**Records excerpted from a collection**
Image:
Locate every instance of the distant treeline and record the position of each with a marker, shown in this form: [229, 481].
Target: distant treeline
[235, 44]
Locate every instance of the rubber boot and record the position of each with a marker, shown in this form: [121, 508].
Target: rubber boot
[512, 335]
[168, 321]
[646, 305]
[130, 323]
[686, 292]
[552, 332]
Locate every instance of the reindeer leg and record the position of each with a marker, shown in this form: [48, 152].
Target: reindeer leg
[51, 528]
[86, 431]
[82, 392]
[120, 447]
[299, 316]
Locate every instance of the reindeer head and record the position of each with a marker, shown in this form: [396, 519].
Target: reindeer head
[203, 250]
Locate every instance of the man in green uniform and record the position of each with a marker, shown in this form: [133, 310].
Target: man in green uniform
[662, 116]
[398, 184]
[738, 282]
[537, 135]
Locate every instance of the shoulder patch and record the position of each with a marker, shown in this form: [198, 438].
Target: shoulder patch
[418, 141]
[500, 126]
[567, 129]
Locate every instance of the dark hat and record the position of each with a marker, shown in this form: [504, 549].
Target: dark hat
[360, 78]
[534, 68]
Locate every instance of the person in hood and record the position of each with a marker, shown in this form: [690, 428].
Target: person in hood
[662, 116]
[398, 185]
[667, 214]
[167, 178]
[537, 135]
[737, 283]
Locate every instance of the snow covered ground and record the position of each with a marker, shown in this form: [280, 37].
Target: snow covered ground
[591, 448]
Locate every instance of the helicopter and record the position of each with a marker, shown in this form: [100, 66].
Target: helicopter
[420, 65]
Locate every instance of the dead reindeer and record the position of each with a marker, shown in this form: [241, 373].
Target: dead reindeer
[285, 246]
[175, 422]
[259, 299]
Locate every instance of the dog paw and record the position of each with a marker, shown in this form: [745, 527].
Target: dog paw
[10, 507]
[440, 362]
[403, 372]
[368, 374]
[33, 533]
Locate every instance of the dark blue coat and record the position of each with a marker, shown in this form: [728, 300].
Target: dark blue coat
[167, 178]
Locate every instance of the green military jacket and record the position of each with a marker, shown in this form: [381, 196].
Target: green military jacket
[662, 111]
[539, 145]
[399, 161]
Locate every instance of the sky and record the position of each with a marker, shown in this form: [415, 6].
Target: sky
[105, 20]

**Required work**
With the line containing "Locate every instance of the person" as the first and the final line of the records as the last, copy that span exactly and nothing more.

**Finished task**
Locate every instance of the person in hood and record the position of each with a marker, shown in this form: [690, 428].
Target: person in hood
[662, 116]
[398, 185]
[667, 214]
[167, 178]
[537, 135]
[737, 283]
Locate every instance of the snow covered ground and record the position of each with a marker, shown in this form: [280, 37].
Target: snow covered ground
[591, 448]
Locate every instance of the helicopter and record the position of each with a marker, shown in this form: [100, 66].
Target: helicopter
[420, 65]
Locate every instance of the dead reindeer and record the position of each with a marker, shown in this form: [241, 373].
Target: dead reindeer
[285, 246]
[175, 422]
[259, 299]
Locate every instance of the dog paw and record the position of each with a marker, shown in this form: [745, 527].
Target: dog paw
[10, 507]
[440, 362]
[403, 372]
[368, 374]
[33, 533]
Locate every instance of the dark blue coat and record the position of each with a marker, shown in this form: [728, 300].
Target: dark blue coat
[167, 178]
Locate every instance of the green military jacket and record the position of each with a marker, shown in this form: [381, 196].
Target: green military jacket
[662, 111]
[539, 145]
[399, 161]
Locate every instance of the sky and record the position of each with a marker, shown in this form: [415, 6].
Target: sky
[105, 20]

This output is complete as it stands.